_Brano_
------------------------------------------------------------------------
La normale e straordinaria esperienza della condivisione

di Nora Dannenmann, volontaria di Mediterranean Hope presso la Casa delle Culture di Scicli

Roma (NEV), 7 giugno 2017 – La rubrica “Lo sguardo dalle frontiere” è a cura degli operatori e delle operatrici di Mediterranean Hope (MH), il progetto sulle migrazioni della Federazione delle chiese evangeliche in Italia (FCEI). Questa settimana “lo sguardo” proviene dalla Casa delle Culture di Scicli. Aperta nel dicembre del 2014, la struttura offre ospitalità a migranti in condizione di particolare vulnerabilità (giovani mamme, donne incinte, minori non accompagnati). Oltre alle attività d’accoglienza, orientamento e formazione, la Casa promuove programmi sociali e interculturali aperti alla popolazione locale, con lo scopo di promuovere una cultura dell’integrazione.
------------------------------------------------------------------------
_Informazioni_
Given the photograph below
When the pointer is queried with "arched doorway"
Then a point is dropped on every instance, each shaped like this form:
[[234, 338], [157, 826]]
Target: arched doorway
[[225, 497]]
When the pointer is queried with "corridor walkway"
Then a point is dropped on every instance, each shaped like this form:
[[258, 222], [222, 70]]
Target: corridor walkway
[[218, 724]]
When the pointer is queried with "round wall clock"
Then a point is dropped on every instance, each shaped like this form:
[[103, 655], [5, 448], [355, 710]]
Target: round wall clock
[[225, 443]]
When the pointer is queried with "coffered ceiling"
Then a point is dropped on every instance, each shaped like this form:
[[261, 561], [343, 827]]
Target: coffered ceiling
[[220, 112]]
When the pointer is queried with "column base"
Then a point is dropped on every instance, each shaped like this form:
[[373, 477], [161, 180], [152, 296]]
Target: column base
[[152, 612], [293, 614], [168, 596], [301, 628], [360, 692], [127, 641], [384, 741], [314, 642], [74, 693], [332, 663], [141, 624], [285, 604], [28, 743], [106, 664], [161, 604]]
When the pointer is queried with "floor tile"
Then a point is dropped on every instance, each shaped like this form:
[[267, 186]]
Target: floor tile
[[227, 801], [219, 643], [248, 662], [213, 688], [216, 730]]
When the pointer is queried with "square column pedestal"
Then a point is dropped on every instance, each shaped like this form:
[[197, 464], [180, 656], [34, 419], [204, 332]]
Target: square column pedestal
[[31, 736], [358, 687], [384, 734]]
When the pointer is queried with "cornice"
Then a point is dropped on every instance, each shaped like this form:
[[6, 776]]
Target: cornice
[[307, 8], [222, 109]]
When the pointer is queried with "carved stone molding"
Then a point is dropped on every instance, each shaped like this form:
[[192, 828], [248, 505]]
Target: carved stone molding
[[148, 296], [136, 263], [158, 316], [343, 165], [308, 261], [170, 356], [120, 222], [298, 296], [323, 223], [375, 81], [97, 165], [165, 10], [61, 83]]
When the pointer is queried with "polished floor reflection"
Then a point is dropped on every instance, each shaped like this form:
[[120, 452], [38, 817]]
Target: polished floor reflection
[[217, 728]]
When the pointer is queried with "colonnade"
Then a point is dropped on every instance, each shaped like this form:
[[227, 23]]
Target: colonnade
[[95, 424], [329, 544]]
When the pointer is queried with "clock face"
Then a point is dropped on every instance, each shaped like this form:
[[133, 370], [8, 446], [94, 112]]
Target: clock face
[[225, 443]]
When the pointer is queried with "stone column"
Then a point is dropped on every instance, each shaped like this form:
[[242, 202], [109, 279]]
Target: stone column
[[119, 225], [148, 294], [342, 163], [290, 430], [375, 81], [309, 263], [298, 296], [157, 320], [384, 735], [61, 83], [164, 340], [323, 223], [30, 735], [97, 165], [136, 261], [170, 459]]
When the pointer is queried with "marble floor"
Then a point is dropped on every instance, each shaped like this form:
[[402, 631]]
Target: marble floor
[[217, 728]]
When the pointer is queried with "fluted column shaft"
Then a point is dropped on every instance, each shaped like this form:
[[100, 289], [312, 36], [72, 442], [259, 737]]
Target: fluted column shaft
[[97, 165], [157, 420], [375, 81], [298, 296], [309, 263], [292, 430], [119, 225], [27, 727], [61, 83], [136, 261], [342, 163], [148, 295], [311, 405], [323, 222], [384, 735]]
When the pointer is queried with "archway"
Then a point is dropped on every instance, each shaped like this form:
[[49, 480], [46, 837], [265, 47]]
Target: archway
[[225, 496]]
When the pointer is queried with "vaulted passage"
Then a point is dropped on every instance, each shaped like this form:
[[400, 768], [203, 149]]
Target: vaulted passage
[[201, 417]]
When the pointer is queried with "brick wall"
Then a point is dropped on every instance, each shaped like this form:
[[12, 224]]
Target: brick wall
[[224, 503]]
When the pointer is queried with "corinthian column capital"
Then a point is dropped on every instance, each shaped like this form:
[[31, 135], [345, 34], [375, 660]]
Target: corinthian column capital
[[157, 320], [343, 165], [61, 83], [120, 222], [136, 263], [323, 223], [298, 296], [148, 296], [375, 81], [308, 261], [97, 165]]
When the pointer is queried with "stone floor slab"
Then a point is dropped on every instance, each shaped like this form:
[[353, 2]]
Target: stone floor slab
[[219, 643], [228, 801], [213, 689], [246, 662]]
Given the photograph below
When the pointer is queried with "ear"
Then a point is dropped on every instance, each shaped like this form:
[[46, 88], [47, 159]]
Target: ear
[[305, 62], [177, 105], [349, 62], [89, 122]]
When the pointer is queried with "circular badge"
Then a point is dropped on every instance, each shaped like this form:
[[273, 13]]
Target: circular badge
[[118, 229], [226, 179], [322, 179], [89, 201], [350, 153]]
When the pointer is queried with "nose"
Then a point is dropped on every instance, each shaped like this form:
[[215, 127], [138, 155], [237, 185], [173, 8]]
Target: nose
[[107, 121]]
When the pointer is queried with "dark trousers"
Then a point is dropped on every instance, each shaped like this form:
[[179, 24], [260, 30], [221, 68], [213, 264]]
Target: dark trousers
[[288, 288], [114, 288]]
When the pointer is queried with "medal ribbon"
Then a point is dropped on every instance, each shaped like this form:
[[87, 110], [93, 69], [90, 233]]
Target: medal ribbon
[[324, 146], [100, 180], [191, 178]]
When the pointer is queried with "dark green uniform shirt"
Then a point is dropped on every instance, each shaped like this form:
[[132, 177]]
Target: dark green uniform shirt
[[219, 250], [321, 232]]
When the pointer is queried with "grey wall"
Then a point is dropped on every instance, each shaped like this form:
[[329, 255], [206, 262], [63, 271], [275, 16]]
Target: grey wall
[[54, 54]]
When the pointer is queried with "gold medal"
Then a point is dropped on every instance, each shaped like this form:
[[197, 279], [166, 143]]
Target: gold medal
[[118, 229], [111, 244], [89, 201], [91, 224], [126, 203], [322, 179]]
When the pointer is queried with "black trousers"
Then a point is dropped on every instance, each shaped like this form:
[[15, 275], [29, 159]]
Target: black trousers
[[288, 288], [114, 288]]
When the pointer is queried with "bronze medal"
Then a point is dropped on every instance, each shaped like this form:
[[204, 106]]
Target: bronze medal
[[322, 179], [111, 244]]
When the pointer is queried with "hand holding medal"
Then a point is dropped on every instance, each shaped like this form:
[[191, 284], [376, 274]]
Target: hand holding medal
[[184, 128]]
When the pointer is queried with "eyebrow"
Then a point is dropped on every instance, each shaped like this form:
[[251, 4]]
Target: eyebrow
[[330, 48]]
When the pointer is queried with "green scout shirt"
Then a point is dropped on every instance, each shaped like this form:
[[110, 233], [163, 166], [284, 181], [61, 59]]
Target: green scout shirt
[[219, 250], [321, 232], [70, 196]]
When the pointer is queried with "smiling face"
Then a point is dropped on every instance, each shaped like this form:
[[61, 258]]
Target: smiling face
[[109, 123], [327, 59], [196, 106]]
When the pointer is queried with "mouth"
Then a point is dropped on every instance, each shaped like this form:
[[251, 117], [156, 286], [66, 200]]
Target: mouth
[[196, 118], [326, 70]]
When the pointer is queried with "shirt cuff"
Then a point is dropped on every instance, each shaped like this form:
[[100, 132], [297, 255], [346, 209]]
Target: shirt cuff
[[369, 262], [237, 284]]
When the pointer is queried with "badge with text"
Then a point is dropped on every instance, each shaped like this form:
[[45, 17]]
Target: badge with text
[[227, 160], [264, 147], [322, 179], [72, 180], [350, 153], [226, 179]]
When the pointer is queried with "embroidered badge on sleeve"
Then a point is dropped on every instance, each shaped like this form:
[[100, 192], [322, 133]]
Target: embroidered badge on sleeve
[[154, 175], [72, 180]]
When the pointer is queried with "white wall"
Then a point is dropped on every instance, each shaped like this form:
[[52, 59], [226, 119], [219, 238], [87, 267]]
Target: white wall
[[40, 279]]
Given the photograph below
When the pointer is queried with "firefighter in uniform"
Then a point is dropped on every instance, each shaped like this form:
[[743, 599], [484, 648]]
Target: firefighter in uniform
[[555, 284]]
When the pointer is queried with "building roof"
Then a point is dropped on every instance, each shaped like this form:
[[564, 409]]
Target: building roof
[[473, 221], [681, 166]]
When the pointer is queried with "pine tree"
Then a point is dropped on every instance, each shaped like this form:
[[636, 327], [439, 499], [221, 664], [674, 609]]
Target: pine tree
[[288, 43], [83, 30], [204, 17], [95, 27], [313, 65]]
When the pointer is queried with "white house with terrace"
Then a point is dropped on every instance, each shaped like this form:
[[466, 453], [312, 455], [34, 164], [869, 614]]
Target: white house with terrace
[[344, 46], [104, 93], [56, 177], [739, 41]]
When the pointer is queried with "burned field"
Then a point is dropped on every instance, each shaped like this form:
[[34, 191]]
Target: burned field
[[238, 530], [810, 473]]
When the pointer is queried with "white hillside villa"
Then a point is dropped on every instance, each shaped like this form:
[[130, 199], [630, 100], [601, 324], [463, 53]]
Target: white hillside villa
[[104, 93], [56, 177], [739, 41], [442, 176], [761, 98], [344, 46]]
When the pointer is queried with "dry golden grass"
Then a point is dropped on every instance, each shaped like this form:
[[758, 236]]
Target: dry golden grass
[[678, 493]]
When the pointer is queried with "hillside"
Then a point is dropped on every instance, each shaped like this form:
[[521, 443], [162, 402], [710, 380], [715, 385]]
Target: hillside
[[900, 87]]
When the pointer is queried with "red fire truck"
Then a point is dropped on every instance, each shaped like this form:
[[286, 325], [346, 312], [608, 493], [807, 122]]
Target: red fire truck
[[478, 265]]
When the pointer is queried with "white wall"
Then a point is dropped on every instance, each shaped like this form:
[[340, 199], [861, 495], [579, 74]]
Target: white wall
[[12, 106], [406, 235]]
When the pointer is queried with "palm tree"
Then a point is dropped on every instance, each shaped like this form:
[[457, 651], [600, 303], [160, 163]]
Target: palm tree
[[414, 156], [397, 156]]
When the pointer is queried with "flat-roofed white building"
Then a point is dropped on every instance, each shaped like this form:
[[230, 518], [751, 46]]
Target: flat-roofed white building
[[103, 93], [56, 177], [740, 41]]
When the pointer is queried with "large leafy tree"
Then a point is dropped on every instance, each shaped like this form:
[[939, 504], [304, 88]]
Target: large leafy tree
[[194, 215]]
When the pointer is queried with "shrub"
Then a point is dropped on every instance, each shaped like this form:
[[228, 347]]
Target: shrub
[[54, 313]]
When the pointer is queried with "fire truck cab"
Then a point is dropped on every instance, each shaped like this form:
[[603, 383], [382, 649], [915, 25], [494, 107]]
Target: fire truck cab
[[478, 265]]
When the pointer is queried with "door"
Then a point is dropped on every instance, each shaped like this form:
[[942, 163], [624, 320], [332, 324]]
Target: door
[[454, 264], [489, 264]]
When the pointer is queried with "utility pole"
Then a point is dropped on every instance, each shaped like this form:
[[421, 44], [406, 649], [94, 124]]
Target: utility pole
------------------------------------------------------------------------
_Consegna_
Prosegui l'articolo sulla Casa delle Culture di Scicli, ripartendo subito dopo l'ultima frase riportata. I record non servono per svolgere l'esercizio.

_Risposta_
 “Una festa! C’è festa oggi, F E S T A!”. Vedo una faccia che sorride e mi guarda per farmi capire, con tanti gesti, cosa succederà oggi. Ma la parola “festa” l’ho capita anche quando non parlavo l’italiano, all’inizio della mia esperienza alla Casa delle Culture di Scicli.

Nove mesi fa sono arrivata dalla Germania e ho iniziato il mio volontariato alla Casa delle Culture. Una settimana dopo il mio arrivo c’è stata una festa. Quel giorno lo ricordo benissimo, e ne rimasi impressionata. Tutti insieme, ragazzi, operatori, volontari e alcuni amici della Casa, ci siamo mossi in direzione della casa in campagna di Giovannella Scifo, responsabile della struttura che mi stava accogliendo. Dopo una grigliata, abbiamo suonato i tamburi e la chitarra, abbiamo ballato insieme, abbiamo parlato. È stata una giornata bellissima. È stata l’occasione per parlare con tante persone, per conoscere e farmi conoscere. Alla fine di quella giornata, mi sono sentita davvero arrivata in Sicilia.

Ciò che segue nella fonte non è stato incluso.